Sayfa Metni:
Sanılanın aksine incelediğim araştırma raporlarında ilgimi çeken konulardan biri de televizyon, bilgisayar ve telefonun kitap okumaya engel olmadığı sonucuydu. Okuma alışkanlığını edinen kişiler için bu durum sıkıntı oluşturmuyor. Ancak televizyon, bilgisayar ve telefon alışkanlığını edinenlerin okuma konusunda tembel oldukları da bir gerçek. Aile bireylerinin birlikte hafta sonları kitapçılara ve kütüphaneye yapacakları rutin ziyaretler ile alacakları kitapların okuma alışkanlığının geliştirilmesinde son derece pozitif etkiye sahip olduğu unutulmamalıdır.

Etiketli nokta kayıtları:
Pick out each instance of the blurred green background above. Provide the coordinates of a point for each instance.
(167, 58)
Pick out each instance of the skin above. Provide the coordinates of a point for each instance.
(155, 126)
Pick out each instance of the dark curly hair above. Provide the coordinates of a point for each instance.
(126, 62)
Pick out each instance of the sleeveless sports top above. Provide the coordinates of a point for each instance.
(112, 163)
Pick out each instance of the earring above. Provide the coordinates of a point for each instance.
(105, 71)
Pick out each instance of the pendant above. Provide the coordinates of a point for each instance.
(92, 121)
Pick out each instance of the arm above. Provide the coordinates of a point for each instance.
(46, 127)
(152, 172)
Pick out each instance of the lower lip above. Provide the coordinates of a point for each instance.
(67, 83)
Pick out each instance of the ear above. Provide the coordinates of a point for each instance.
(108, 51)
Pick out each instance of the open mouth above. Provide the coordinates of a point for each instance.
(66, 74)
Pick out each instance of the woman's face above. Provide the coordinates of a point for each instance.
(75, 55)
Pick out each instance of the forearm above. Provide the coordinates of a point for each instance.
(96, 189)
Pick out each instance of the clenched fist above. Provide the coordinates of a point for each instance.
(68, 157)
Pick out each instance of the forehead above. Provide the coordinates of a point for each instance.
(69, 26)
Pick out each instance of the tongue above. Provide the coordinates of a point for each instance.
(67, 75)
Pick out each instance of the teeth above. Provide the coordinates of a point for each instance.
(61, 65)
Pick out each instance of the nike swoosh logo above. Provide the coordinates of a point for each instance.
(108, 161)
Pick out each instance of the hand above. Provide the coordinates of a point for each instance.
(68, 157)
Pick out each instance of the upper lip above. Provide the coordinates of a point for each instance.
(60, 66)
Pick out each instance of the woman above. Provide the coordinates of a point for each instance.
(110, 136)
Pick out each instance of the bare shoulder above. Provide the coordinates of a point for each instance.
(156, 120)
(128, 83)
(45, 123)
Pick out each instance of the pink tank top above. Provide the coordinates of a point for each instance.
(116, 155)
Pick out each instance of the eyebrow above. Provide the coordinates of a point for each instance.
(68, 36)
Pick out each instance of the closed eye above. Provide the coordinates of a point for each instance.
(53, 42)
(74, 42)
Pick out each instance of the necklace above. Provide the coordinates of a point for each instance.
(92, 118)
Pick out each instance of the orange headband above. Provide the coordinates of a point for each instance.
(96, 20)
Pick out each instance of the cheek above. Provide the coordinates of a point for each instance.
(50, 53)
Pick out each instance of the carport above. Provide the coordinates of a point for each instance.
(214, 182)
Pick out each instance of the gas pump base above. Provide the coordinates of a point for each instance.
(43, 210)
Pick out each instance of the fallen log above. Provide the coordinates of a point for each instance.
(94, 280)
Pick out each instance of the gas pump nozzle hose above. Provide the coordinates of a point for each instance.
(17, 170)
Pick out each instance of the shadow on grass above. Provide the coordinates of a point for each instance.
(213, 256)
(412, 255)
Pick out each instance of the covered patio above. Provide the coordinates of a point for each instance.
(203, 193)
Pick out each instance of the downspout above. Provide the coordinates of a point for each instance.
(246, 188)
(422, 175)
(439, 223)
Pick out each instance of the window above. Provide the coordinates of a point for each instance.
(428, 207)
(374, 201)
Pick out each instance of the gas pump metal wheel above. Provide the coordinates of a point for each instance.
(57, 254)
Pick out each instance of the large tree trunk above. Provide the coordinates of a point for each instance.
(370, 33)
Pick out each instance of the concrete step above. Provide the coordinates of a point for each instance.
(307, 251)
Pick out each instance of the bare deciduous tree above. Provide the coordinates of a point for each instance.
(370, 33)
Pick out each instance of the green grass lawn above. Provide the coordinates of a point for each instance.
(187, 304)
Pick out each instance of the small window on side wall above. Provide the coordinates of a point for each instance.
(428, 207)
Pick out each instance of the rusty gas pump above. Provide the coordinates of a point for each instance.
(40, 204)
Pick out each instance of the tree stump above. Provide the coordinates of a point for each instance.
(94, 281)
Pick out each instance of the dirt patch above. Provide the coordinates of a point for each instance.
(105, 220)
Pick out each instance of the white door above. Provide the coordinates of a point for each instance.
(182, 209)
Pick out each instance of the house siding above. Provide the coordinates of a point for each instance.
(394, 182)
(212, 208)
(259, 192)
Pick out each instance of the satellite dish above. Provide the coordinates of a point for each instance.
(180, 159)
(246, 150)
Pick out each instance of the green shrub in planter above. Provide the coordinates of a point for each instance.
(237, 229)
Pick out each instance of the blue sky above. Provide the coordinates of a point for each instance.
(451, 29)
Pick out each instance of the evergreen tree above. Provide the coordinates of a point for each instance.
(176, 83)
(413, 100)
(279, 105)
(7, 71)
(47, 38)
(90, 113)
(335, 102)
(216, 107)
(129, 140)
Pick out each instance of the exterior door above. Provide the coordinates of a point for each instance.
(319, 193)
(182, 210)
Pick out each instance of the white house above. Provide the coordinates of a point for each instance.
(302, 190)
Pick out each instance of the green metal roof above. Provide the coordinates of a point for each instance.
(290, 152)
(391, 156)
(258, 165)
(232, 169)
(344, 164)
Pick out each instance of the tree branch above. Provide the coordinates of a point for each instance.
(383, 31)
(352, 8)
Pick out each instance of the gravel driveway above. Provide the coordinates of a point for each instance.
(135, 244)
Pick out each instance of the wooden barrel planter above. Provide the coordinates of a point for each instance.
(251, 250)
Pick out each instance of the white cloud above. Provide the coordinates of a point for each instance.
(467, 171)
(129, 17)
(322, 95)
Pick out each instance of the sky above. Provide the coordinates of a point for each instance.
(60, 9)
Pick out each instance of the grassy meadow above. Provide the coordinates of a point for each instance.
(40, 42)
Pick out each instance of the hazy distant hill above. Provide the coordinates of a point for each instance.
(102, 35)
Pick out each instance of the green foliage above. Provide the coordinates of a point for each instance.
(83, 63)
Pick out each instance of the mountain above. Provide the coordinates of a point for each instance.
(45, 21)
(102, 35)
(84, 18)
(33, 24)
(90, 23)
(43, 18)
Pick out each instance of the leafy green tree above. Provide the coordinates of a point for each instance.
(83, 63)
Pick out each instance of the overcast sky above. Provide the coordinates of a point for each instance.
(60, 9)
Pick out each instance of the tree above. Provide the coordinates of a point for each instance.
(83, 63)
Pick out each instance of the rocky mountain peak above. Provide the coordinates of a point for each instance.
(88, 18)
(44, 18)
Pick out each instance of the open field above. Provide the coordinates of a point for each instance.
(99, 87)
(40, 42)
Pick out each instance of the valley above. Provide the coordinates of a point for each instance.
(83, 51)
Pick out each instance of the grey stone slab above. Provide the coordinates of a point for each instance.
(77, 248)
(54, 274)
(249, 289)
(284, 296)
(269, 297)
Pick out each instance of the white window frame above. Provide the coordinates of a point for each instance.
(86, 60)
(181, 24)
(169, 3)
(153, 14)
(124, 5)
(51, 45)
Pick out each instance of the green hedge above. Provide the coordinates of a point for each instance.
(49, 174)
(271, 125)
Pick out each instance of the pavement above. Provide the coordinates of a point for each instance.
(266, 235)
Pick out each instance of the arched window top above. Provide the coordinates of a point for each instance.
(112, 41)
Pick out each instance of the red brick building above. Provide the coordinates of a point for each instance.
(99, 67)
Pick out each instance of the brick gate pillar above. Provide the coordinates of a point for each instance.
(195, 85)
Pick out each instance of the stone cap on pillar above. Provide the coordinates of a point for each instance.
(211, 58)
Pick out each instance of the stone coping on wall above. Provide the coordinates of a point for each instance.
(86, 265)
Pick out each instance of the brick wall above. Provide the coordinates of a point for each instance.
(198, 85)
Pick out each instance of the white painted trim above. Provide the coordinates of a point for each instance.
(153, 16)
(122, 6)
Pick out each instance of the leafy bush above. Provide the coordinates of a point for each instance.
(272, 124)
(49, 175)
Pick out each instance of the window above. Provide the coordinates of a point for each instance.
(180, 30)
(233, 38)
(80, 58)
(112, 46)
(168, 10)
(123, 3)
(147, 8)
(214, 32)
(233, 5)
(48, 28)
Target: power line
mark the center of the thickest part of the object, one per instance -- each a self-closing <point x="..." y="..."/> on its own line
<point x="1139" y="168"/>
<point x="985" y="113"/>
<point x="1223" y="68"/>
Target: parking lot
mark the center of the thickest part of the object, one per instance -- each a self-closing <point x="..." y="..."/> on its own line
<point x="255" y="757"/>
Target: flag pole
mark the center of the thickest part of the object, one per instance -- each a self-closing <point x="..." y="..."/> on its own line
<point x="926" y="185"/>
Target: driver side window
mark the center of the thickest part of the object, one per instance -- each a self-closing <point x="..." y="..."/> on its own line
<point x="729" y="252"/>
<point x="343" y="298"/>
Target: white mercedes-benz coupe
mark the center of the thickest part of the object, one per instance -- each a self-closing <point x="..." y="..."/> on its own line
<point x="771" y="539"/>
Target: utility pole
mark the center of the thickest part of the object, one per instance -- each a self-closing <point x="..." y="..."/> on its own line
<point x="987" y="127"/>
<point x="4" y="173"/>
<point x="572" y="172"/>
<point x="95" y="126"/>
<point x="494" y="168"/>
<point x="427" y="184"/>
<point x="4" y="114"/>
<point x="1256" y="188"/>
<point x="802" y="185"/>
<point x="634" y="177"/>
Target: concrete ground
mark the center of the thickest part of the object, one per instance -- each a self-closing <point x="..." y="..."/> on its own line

Yapılacak Çalışmalar:
- A) Okuma alışkanlığı üzerine metne göre araştırma raporlarında televizyon, bilgisayar ve telefonun kitap okumayla ilişkisine dair hangi sonuç yer alıyor?
- B) Okuma alışkanlığı üzerine metinden "Sanılanın aksine incelediğim" sözcüklerinin geçtiği yerden başlayıp "sahip olduğu unutulmamalıdır." sözcüklerinden sonra biten bölümü aynen yazın.
Buradaki iş için materyalin hiçbir önemi yoktur.

Görevlere Göre Çözümler:
- A) Televizyon, bilgisayar ve telefonun kitap okumaya engel olmadığı sonucu yer alıyor.

- B)
Sanılanın aksine incelediğim araştırma raporlarında ilgimi çeken konulardan biri de televizyon, bilgisayar ve telefonun kitap okumaya engel olmadığı sonucuydu. Okuma alışkanlığını edinen kişiler için bu durum sıkıntı oluşturmuyor. Ancak televizyon, bilgisayar ve telefon alışkanlığını edinenlerin okuma konusunda tembel oldukları da bir gerçek. Aile bireylerinin birlikte hafta sonları kitapçılara ve kütüphaneye yapacakları rutin ziyaretler ile alacakları kitapların okuma alışkanlığının geliştirilmesinde son derece pozitif etkiye sahip olduğu unutulmamalıdır.